Copy the records that follow exactly, leaving nothing out.

§ Dataset records
══════════

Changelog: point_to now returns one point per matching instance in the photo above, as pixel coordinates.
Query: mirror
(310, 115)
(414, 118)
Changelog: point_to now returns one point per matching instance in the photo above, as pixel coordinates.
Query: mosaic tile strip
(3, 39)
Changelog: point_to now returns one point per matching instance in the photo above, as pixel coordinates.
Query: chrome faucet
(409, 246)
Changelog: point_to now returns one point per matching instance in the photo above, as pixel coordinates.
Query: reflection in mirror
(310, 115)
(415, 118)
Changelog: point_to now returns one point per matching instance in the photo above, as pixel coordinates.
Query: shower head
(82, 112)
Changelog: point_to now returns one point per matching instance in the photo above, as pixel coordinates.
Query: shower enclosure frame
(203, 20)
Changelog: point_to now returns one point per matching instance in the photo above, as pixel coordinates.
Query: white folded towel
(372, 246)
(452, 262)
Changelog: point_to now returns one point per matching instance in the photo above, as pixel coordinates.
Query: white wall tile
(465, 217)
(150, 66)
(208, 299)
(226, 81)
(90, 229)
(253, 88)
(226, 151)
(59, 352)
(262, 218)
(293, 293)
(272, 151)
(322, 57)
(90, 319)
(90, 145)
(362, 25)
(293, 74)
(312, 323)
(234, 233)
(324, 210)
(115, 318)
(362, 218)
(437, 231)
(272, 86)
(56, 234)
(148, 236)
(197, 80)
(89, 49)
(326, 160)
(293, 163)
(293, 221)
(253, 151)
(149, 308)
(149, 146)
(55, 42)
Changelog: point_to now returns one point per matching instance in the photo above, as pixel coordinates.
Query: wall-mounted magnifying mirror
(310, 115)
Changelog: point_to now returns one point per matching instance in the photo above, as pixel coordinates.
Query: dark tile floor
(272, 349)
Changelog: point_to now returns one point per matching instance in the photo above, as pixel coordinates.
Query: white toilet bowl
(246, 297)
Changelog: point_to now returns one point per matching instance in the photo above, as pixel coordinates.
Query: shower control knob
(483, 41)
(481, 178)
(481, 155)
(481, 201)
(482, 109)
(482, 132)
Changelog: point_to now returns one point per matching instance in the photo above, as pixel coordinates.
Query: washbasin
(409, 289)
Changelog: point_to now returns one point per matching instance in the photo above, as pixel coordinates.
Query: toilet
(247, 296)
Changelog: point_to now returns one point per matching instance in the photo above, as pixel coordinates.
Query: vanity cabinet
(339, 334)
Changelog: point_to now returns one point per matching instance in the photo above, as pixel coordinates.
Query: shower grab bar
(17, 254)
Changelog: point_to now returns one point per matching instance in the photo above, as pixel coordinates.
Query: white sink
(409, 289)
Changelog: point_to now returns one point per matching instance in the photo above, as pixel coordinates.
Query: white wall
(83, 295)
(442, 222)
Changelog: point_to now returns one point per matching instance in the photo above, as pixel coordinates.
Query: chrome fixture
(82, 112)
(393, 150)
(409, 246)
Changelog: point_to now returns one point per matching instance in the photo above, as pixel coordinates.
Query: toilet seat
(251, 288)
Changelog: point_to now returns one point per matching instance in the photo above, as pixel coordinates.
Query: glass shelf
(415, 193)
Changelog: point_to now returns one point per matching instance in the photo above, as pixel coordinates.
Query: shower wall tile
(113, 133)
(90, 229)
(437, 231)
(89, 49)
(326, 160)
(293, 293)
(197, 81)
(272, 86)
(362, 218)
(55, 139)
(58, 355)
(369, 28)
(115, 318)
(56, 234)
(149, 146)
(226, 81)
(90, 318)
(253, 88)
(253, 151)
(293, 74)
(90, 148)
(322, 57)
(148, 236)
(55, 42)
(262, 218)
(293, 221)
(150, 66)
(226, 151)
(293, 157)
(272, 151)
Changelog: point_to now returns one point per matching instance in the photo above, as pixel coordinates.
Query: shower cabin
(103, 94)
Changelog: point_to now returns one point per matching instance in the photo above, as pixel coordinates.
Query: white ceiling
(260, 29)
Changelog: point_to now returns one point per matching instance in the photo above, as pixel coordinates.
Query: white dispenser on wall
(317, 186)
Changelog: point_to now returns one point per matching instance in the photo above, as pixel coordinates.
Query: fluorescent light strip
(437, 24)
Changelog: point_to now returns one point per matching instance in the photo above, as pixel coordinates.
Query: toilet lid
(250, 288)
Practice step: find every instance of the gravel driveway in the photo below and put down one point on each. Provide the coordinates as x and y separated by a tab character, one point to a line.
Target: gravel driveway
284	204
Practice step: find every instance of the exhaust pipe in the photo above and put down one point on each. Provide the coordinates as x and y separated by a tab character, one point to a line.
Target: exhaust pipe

══════════

§ Exercise response
Changelog: point_to now returns one point per matching instance in the photo above, as pixel coordinates.
Query: mirror
(310, 115)
(414, 118)
Changelog: point_to now returns one point per matching instance in the photo above, as pixel coordinates.
Query: mosaic tile strip
(3, 39)
Changelog: point_to now returns one point per matching instance in the photo above, as pixel coordinates.
Query: chrome faucet
(409, 246)
Changelog: point_to now returns one point per matching instance in the photo above, as pixel coordinates.
Query: reflection in mirror
(310, 115)
(415, 118)
Changelog: point_to now returns one point per matching instance in the photo above, as pixel coordinates.
Query: shower head
(82, 112)
Changelog: point_to now returns one point per matching instance in the photo above, as pixel coordinates.
Query: shower enclosure frame
(203, 20)
Changelog: point_to now returns one point per matching instance in the photo above, as pixel coordinates.
Query: white folded towel
(372, 246)
(452, 262)
Changelog: point_to now returns one point per matching instance in the photo above, as pixel coordinates.
Query: white wall tile
(465, 217)
(150, 66)
(208, 299)
(226, 81)
(90, 229)
(253, 88)
(226, 151)
(59, 352)
(262, 218)
(293, 293)
(272, 151)
(322, 57)
(90, 319)
(90, 145)
(362, 25)
(293, 74)
(312, 323)
(234, 233)
(324, 210)
(115, 318)
(362, 218)
(437, 231)
(272, 86)
(56, 234)
(148, 236)
(197, 80)
(89, 49)
(326, 160)
(293, 163)
(293, 221)
(253, 151)
(149, 308)
(149, 146)
(55, 42)
Changelog: point_to now returns one point per matching instance in the photo above, as pixel coordinates.
Query: wall-mounted magnifying mirror
(310, 115)
Changelog: point_to now returns one point per matching instance in the photo above, as pixel coordinates.
Query: dark tile floor
(272, 349)
Changelog: point_to now returns one point per matching instance in the photo above, as pixel coordinates.
Query: white toilet bowl
(246, 297)
Changelog: point_to now returns one point per matching instance in the photo above, as pixel coordinates.
Query: shower control knob
(483, 41)
(481, 178)
(481, 155)
(481, 201)
(482, 109)
(482, 132)
Changelog: point_to now returns one point per matching instance in the photo above, as pixel coordinates.
Query: washbasin
(409, 289)
Changelog: point_to now returns one point per matching instance in the photo above, as pixel coordinates.
Query: toilet
(247, 296)
Changelog: point_to now returns one point per matching instance in the photo above, as pixel coordinates.
Query: vanity cabinet
(339, 334)
Changelog: point_to now returns one point per matching instance in the photo above, as pixel coordinates.
Query: shower grab bar
(17, 254)
Changelog: point_to now returns one point per matching instance in the photo above, as pixel coordinates.
Query: white sink
(409, 289)
Changelog: point_to now returns one point per matching instance in the photo above, as pixel coordinates.
Query: white wall
(83, 295)
(442, 222)
Changelog: point_to now returns one point per matching instance in the photo above, as pixel coordinates.
Query: chrome fixture
(82, 112)
(393, 150)
(409, 246)
Changelog: point_to now returns one point per matching instance in the photo above, as pixel coordinates.
Query: toilet seat
(251, 288)
Changelog: point_to now returns one point per matching instance in the photo above, as pixel coordinates.
Query: glass shelf
(415, 193)
Changelog: point_to now returns one point per matching instance in the photo above, as pixel coordinates.
Query: shower wall tile
(113, 133)
(90, 229)
(437, 231)
(89, 49)
(326, 160)
(293, 293)
(197, 81)
(272, 86)
(362, 218)
(55, 139)
(58, 355)
(369, 28)
(115, 318)
(56, 234)
(149, 146)
(226, 81)
(90, 318)
(253, 88)
(253, 151)
(293, 74)
(90, 148)
(322, 57)
(148, 236)
(55, 42)
(262, 218)
(293, 221)
(150, 66)
(226, 151)
(293, 157)
(272, 151)
Changelog: point_to now returns one point per matching instance in the photo above, as pixel coordinates.
Query: shower cabin
(103, 94)
Changelog: point_to now returns one point per matching instance in the photo above, as pixel coordinates.
Query: white ceiling
(260, 29)
Changelog: point_to now returns one point per matching instance in the photo above, as pixel coordinates.
Query: white dispenser on wall
(317, 186)
Changelog: point_to now returns one point per matching instance in the photo above, as pixel coordinates.
Query: fluorescent light strip
(437, 24)
Changelog: point_to now returns one point per matching instance in the photo above, as pixel coordinates.
Query: toilet lid
(250, 288)
Practice step: find every instance of the gravel driveway in the photo below and put down one point on each. Provide the coordinates as x and y separated by a tab character, one point to a line.
Target: gravel driveway
284	204
Practice step: find every instance of the exhaust pipe in the photo above and put down one point on each. Provide the coordinates as x and y separated by a tab character, one point to a line.
Target: exhaust pipe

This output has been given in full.